-- begin Stored data --

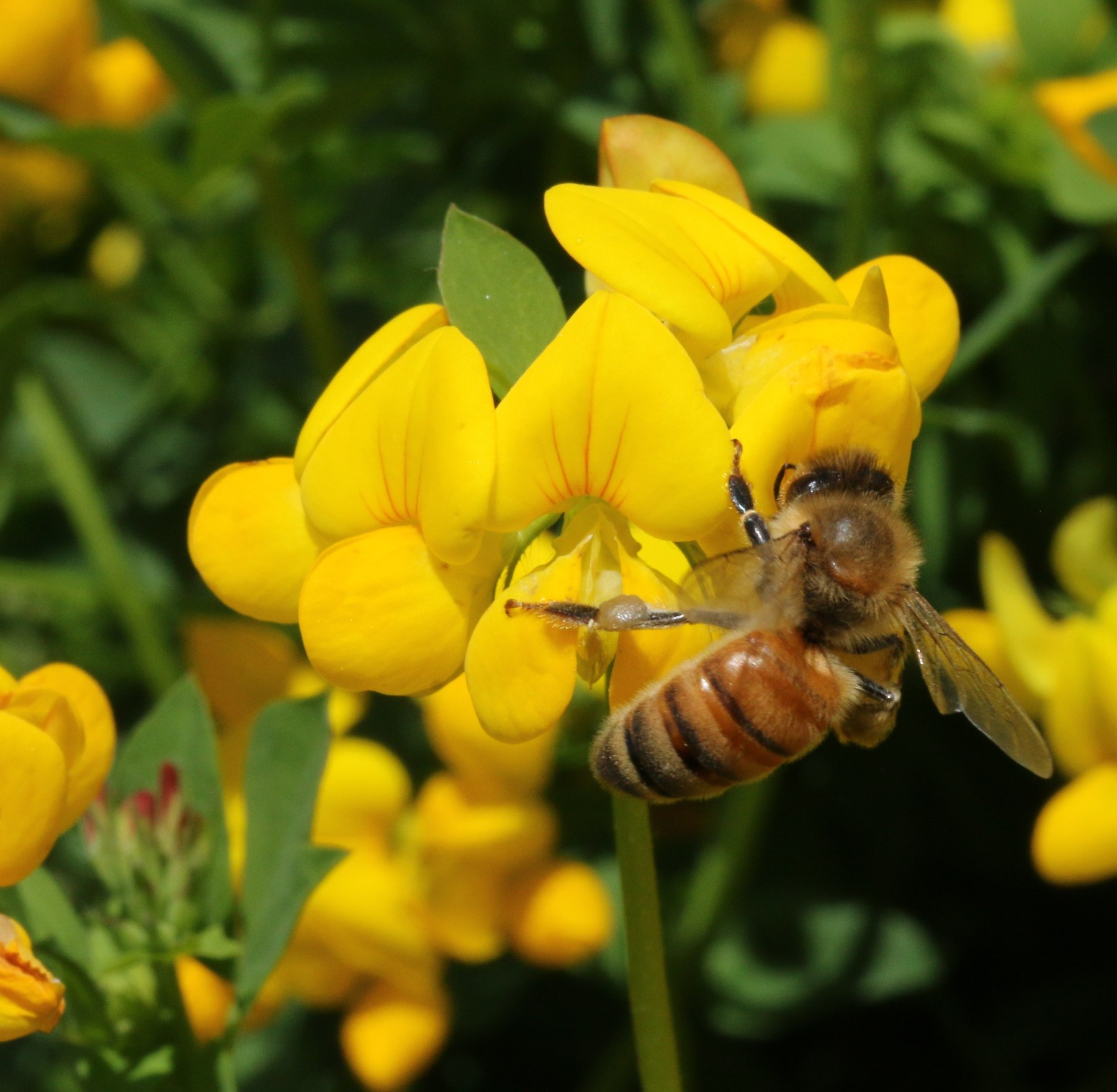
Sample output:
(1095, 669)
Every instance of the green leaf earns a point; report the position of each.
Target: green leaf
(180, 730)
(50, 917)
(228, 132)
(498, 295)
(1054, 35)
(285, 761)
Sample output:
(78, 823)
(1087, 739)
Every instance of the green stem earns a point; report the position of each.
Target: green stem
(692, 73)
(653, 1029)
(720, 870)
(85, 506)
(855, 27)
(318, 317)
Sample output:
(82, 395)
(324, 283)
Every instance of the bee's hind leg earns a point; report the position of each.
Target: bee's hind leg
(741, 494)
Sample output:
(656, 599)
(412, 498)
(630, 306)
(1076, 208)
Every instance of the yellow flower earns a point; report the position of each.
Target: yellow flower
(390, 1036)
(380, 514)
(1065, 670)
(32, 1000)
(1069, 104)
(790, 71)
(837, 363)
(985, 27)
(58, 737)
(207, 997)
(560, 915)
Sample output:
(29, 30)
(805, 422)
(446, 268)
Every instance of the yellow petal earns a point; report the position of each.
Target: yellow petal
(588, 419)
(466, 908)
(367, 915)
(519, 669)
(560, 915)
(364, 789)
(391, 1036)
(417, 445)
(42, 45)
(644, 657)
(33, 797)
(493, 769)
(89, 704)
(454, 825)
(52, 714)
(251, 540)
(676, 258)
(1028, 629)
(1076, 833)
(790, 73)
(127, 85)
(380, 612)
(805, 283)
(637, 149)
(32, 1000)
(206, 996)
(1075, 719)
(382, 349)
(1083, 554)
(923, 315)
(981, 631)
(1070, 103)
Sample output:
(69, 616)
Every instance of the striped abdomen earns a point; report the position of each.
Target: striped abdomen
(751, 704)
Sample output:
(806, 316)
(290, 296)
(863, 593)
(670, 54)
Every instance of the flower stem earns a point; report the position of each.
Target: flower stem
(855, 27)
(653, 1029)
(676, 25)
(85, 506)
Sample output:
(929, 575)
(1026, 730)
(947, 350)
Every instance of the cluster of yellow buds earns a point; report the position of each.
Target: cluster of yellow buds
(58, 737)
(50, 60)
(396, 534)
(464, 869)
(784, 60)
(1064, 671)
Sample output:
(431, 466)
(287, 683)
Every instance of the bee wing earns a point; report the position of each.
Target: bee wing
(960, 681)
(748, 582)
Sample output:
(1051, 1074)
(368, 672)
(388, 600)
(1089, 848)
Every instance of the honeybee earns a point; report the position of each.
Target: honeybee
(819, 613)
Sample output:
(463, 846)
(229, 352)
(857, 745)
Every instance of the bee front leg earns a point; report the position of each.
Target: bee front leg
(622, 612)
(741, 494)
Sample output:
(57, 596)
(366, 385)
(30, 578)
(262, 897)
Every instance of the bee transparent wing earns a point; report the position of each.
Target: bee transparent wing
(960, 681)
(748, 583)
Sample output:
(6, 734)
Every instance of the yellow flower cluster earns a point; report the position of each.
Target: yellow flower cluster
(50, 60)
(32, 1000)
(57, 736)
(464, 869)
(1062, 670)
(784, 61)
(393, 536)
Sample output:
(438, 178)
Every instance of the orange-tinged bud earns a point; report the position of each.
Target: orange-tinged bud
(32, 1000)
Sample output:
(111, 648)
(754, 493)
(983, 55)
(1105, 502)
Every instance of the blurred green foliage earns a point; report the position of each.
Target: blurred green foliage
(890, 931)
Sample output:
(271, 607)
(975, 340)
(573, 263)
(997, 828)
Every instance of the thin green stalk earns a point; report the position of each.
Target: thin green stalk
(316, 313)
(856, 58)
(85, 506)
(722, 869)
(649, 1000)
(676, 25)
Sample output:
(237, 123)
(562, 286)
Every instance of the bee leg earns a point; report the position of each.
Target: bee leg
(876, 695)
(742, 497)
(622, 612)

-- end Stored data --
-- begin Stored data --

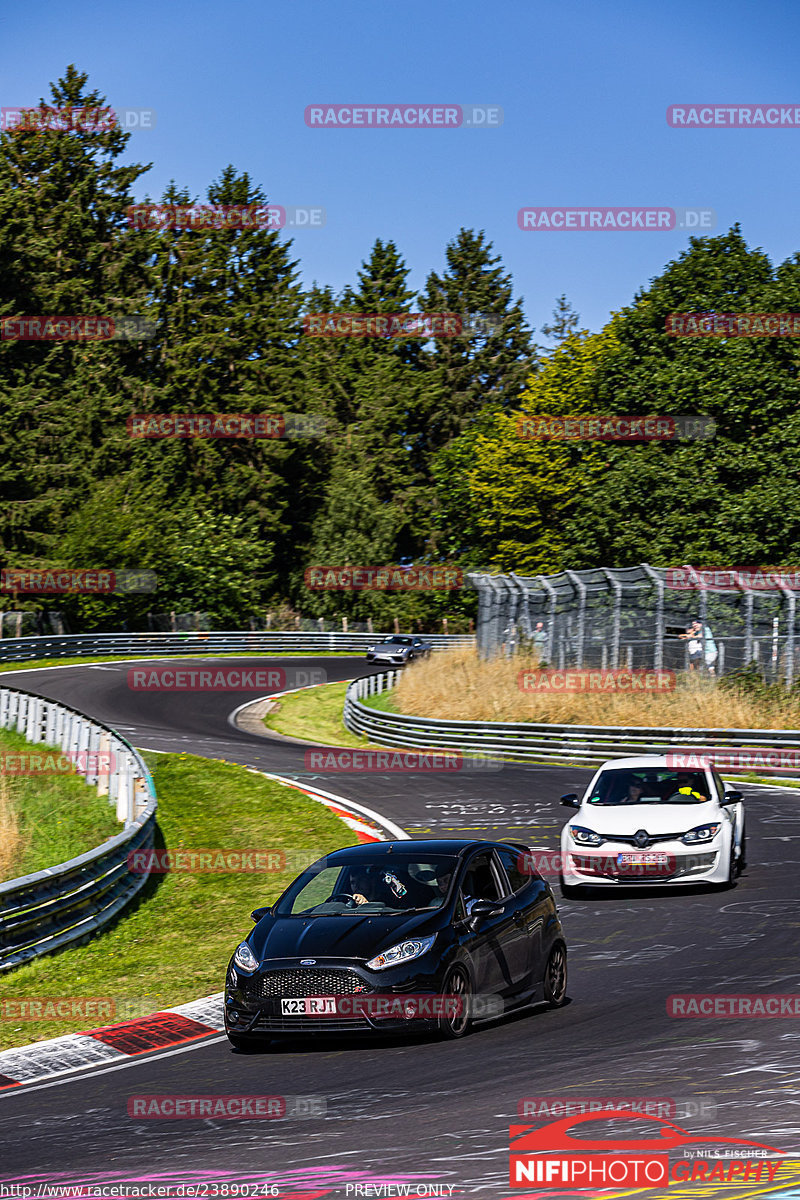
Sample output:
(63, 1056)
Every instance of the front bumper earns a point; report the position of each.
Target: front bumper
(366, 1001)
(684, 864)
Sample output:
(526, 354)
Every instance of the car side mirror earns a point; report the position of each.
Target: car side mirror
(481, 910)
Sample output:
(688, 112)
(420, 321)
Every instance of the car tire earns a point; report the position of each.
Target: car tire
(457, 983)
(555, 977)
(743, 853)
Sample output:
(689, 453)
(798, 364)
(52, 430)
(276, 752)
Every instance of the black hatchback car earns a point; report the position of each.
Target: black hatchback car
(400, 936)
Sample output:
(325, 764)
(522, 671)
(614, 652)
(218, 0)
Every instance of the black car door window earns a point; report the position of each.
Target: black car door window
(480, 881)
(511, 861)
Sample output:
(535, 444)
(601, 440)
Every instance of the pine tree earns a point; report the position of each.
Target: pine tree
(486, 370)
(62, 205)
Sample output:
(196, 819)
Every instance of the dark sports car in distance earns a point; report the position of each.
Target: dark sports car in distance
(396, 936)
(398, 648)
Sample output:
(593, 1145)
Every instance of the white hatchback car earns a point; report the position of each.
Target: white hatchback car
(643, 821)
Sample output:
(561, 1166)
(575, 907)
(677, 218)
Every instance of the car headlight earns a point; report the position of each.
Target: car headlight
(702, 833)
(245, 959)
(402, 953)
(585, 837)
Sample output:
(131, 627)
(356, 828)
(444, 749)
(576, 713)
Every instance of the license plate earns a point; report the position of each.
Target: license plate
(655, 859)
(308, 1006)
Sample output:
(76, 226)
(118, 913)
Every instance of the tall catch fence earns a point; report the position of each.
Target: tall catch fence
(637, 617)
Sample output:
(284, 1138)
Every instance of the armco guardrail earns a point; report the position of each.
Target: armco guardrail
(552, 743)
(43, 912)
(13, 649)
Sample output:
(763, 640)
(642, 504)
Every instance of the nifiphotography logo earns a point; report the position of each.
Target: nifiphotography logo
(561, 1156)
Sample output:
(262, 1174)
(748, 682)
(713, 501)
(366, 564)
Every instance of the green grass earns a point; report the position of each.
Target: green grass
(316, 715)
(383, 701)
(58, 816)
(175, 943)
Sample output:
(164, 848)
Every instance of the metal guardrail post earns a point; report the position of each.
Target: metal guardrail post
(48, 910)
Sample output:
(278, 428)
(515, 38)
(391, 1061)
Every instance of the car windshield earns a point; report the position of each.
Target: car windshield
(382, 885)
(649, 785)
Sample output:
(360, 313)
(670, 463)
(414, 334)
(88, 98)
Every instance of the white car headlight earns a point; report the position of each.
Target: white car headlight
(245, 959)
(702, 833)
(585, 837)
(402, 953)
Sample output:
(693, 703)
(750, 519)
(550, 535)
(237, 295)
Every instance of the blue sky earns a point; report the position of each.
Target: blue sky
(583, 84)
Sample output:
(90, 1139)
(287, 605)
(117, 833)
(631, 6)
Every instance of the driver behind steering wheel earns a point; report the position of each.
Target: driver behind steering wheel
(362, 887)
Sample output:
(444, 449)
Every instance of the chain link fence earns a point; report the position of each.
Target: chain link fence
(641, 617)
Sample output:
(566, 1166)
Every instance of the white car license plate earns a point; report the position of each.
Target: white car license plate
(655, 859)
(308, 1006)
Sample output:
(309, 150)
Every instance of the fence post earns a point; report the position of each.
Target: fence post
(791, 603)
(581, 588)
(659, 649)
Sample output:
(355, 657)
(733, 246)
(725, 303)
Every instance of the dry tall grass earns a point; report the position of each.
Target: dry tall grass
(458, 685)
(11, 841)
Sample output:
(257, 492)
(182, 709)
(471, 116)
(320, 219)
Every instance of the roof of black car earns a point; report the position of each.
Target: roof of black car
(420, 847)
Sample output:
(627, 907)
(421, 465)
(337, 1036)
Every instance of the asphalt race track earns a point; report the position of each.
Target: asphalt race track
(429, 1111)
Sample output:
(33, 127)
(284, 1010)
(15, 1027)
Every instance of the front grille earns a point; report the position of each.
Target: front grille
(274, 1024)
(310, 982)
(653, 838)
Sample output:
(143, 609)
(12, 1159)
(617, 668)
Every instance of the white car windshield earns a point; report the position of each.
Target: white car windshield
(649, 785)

-- end Stored data --

Set task:
Show every line of the entries above that contains the word "blurred".

Expected answer:
Every instance of the blurred green foliage earns a point; report the position of each.
Target: blurred green foliage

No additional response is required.